Records from a data collection:

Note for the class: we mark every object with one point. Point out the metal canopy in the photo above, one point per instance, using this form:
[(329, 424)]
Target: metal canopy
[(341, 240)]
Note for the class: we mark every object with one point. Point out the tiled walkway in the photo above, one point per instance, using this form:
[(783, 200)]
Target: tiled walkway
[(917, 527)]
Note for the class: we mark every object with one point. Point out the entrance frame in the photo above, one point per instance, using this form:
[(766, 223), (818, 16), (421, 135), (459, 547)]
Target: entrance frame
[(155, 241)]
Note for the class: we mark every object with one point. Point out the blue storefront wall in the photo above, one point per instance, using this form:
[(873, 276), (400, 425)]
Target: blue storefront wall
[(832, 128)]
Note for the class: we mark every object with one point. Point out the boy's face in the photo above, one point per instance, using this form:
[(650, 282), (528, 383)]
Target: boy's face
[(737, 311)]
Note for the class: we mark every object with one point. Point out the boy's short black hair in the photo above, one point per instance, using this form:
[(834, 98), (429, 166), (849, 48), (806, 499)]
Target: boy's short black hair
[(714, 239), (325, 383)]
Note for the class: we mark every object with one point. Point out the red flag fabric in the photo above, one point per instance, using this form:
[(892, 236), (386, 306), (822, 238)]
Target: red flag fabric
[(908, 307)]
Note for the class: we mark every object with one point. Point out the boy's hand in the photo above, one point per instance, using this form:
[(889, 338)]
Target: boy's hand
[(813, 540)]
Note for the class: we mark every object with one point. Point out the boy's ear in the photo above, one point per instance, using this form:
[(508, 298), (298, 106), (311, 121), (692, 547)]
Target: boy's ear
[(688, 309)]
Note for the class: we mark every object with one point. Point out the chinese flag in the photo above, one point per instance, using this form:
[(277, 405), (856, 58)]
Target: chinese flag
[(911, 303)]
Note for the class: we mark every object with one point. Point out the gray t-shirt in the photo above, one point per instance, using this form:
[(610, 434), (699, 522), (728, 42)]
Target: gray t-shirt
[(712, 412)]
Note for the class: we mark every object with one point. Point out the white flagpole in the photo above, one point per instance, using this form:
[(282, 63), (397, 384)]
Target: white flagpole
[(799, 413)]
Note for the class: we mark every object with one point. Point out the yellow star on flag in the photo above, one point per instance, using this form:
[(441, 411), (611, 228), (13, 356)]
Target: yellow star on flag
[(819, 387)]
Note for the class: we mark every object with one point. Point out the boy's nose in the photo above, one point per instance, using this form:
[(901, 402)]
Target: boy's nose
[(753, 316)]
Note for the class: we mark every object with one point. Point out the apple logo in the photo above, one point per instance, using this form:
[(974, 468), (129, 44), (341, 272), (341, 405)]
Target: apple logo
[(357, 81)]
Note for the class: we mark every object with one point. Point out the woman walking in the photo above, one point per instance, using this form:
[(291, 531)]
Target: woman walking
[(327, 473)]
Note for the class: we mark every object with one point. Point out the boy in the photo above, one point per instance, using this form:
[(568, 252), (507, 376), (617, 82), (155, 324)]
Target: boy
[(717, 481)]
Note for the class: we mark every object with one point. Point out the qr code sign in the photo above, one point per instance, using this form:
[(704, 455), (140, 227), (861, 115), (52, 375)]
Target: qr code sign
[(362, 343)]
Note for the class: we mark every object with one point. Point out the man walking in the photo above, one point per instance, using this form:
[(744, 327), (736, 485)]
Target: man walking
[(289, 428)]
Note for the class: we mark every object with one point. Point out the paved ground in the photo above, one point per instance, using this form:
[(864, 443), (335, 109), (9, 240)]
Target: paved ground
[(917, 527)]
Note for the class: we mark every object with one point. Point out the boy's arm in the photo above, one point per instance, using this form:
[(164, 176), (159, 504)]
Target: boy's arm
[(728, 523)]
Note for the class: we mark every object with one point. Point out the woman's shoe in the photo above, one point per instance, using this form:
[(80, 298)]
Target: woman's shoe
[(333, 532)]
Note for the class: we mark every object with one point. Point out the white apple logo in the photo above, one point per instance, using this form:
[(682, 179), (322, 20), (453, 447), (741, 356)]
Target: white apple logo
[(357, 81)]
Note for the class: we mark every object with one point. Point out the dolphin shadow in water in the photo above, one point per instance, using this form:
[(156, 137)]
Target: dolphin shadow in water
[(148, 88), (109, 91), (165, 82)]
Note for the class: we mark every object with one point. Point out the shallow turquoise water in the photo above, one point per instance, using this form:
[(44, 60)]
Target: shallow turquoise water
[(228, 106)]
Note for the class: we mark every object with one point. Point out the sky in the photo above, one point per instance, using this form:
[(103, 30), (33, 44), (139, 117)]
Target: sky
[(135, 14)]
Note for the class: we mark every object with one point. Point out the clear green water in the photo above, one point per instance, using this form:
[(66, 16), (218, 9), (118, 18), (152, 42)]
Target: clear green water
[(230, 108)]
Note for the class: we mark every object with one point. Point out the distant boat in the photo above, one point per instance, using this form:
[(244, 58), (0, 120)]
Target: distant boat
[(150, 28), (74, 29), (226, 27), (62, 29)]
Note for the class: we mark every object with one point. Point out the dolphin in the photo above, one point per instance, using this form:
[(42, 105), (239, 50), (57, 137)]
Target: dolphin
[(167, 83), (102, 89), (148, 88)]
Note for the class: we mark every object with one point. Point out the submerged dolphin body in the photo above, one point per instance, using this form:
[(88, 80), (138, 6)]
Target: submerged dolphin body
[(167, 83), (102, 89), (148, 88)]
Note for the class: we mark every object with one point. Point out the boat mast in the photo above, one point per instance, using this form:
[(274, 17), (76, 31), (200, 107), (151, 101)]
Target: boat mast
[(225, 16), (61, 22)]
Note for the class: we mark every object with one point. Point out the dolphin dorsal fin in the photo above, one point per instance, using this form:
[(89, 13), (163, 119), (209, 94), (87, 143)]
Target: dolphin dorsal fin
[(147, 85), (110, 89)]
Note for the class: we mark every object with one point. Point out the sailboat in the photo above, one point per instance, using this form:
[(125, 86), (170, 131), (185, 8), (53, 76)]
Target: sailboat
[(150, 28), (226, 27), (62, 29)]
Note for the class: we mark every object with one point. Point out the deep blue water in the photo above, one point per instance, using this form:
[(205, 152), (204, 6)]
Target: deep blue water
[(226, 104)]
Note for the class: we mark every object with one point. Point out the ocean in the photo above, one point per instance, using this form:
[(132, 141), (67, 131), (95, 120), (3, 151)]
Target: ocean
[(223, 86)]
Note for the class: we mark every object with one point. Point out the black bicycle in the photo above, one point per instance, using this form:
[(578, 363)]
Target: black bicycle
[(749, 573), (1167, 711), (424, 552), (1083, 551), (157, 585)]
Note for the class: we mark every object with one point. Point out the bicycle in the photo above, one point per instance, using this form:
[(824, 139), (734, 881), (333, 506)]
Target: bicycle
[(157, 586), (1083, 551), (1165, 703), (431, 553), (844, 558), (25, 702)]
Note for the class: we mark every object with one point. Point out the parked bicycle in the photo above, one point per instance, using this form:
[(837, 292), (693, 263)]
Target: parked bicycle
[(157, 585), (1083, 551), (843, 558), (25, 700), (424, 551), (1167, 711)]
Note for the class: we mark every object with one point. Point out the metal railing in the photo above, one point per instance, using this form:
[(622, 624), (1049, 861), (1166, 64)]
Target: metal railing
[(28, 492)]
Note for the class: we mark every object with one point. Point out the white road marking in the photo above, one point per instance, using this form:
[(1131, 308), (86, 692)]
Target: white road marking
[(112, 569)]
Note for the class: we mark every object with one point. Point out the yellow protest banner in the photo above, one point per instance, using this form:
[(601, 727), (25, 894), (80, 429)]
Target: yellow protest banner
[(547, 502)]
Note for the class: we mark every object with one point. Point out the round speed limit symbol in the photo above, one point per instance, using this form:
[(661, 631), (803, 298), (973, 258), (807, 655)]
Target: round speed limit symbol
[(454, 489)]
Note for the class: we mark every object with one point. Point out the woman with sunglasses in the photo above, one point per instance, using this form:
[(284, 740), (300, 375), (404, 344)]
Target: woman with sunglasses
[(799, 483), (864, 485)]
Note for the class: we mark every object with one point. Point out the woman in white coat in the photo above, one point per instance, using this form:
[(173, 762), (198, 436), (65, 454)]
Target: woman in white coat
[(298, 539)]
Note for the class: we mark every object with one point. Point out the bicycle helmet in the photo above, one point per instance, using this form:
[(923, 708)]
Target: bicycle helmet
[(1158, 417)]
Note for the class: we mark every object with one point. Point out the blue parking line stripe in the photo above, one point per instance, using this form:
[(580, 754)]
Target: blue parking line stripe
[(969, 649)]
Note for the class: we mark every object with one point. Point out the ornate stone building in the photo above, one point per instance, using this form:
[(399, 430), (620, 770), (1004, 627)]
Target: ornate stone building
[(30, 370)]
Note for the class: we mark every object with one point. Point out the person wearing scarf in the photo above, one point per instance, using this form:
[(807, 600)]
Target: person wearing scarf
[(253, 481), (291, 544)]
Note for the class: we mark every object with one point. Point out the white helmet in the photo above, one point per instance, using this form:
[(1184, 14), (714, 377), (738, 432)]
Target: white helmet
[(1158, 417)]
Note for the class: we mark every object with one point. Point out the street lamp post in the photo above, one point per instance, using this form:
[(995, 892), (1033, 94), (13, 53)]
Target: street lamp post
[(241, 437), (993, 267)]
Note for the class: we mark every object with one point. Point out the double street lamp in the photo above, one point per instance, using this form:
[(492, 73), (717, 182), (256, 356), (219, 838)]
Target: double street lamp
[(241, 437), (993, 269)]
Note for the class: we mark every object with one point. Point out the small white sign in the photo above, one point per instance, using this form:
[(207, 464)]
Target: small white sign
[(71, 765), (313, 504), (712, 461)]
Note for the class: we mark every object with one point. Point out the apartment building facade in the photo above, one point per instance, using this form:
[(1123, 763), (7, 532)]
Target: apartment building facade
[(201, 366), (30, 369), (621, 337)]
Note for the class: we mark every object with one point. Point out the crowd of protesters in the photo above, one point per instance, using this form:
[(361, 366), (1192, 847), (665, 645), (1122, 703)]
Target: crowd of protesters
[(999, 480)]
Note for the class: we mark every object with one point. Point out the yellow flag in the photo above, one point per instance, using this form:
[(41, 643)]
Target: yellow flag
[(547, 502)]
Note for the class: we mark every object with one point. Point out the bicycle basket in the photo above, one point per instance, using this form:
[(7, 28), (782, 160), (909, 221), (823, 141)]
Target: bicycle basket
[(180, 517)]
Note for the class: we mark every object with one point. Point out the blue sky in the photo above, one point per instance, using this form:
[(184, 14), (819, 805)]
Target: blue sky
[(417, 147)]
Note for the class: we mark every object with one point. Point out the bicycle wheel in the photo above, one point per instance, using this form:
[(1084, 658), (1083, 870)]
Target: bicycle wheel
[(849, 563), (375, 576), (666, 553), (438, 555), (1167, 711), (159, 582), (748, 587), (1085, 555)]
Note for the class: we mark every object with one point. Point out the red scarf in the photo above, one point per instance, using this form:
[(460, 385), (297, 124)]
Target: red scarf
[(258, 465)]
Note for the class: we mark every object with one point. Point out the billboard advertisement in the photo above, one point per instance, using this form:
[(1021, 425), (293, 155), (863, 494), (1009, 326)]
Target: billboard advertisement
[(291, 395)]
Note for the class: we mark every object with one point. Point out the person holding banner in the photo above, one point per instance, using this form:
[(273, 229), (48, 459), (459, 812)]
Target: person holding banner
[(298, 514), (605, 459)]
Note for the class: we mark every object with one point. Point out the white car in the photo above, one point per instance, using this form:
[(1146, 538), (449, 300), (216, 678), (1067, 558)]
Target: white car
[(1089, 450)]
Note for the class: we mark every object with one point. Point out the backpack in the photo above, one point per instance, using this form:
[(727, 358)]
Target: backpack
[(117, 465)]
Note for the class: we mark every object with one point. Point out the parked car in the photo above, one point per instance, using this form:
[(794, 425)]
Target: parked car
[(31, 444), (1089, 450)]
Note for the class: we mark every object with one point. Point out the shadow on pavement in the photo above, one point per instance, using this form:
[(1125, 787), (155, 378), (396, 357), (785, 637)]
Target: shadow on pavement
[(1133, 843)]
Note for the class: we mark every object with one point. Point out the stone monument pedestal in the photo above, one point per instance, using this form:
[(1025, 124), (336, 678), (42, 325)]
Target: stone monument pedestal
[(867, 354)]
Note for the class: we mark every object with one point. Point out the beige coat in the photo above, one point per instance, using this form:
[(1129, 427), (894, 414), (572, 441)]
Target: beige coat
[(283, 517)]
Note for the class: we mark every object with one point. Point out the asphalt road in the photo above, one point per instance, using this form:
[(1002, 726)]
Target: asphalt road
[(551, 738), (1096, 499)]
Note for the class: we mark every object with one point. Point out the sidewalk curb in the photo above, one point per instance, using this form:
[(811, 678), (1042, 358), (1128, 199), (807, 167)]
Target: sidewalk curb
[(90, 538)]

Your instructions → Look above and repeat, character for character, the lines from the first one to the line with "[(783, 200)]", counting both.

Output for this task →
Note for the class: we mark every object with one point. Point out the metal canopy in the photo above, one point per instance, using this form:
[(329, 424)]
Target: metal canopy
[(341, 240)]
Note for the class: we mark every object with one point. Point out the tiled walkway in the photo above, one point per instance, using this form:
[(783, 200)]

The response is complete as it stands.